** Supplied material follows **

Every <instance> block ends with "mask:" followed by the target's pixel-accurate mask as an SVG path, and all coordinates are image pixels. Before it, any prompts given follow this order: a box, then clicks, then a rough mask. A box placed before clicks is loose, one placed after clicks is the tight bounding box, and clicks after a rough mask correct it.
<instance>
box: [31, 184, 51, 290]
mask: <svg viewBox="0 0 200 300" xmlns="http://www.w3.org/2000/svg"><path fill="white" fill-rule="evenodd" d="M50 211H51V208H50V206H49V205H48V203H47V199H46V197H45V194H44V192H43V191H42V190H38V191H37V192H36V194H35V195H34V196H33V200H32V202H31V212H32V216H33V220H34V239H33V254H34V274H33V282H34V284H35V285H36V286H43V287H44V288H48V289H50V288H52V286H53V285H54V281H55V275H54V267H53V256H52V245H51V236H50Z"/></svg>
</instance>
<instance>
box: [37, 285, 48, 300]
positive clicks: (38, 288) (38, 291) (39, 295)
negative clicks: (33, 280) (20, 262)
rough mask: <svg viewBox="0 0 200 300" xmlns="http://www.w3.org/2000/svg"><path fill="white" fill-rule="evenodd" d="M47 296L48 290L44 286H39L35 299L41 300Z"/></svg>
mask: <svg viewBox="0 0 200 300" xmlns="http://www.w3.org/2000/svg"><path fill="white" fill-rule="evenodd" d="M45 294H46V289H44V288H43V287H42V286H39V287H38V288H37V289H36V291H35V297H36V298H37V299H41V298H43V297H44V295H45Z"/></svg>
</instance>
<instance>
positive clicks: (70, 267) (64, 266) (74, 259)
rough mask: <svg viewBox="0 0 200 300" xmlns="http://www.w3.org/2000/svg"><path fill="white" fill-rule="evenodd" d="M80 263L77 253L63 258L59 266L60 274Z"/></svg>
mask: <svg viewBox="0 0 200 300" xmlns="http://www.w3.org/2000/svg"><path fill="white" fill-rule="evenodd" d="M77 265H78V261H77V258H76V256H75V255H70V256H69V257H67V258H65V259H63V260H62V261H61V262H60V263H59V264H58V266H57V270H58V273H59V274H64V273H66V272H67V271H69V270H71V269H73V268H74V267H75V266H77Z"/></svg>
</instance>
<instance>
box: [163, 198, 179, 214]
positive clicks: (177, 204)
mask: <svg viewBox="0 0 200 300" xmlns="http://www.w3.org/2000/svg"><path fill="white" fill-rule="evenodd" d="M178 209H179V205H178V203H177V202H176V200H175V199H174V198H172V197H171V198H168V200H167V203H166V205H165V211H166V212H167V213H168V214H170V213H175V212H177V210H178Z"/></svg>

** End of Supplied material **

• Required action:
Reproduce every line of the entries above, unchanged, from the very first one down to and including the line containing "positive clicks: (70, 267)".

• Task output:
Every <instance> block ends with "mask:" followed by the target's pixel-accurate mask as an SVG path, and all coordinates are image pixels. Before it, any prompts given follow this order: a box, then clicks, then a rough mask. A box placed before clicks is loose, one placed after clicks is the tight bounding box, and clicks after a rough mask correct it.
<instance>
box: [31, 184, 51, 290]
mask: <svg viewBox="0 0 200 300" xmlns="http://www.w3.org/2000/svg"><path fill="white" fill-rule="evenodd" d="M50 211H51V208H50V206H49V205H48V203H47V199H46V197H45V194H44V192H43V191H42V190H38V191H37V192H36V194H35V195H34V196H33V200H32V202H31V212H32V216H33V220H34V239H33V254H34V274H33V282H34V284H35V285H36V286H43V287H44V288H48V289H50V288H52V286H53V285H54V281H55V275H54V267H53V256H52V245H51V236H50Z"/></svg>
</instance>
<instance>
box: [37, 285, 48, 300]
positive clicks: (38, 288) (38, 291) (39, 295)
negative clicks: (33, 280) (20, 262)
rough mask: <svg viewBox="0 0 200 300" xmlns="http://www.w3.org/2000/svg"><path fill="white" fill-rule="evenodd" d="M47 296L48 290L44 286H39L35 299L41 300Z"/></svg>
mask: <svg viewBox="0 0 200 300" xmlns="http://www.w3.org/2000/svg"><path fill="white" fill-rule="evenodd" d="M45 294H46V289H44V288H43V287H42V286H39V287H38V288H37V289H36V291H35V297H36V298H37V299H41V298H43V297H44V295H45Z"/></svg>
</instance>
<instance>
positive clicks: (70, 267) (64, 266) (74, 259)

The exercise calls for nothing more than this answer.